### Registros mostrados
++++++++++
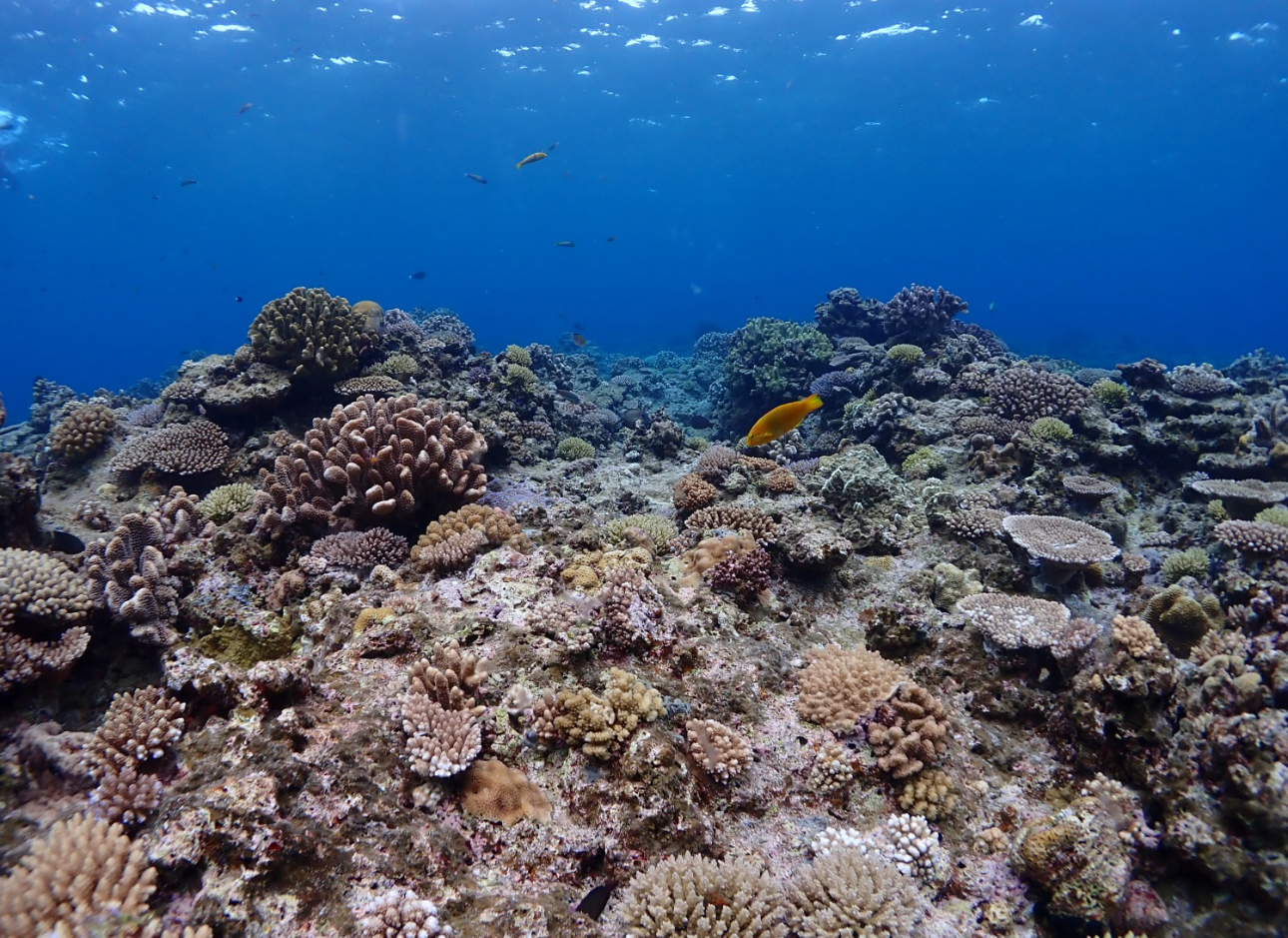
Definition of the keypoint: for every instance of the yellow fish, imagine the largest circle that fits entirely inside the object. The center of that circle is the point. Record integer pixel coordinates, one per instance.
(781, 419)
++++++++++
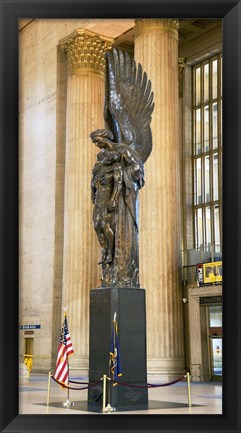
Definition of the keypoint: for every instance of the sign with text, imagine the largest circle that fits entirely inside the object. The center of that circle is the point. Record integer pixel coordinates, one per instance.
++++++++++
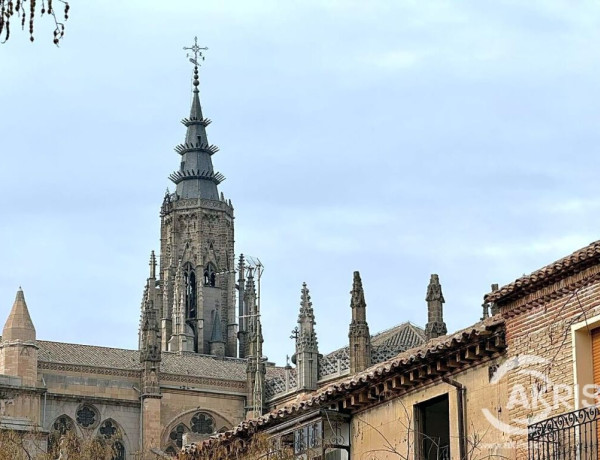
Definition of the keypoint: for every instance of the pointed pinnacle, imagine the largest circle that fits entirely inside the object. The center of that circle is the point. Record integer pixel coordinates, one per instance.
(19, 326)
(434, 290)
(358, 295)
++++++++++
### Consigna dada
Extrae cada línea de los registros en la que aparezca la palabra "circle". Distingue entre mayúsculas y minúsculas.

### Solución del ejercicio
Definition of the keypoint: for every instance of the yellow fish, imagine the largest circle that fits entirely inside the object. The center of that circle is the point. Record integer pixel coordinates, one per instance.
Definition of the keypoint: for every instance of the sign with text, imagine the largest circle that fits entirely inside the object. The center of that circle is the point. Record integer pixel coordinates, one per instance.
Definition of the keypoint: for every instance of the pointed pinnacle, imagine the largest circle that fits entirely inside the object. The center of that circle is the point. Record integer pixel coordinates, one per instance.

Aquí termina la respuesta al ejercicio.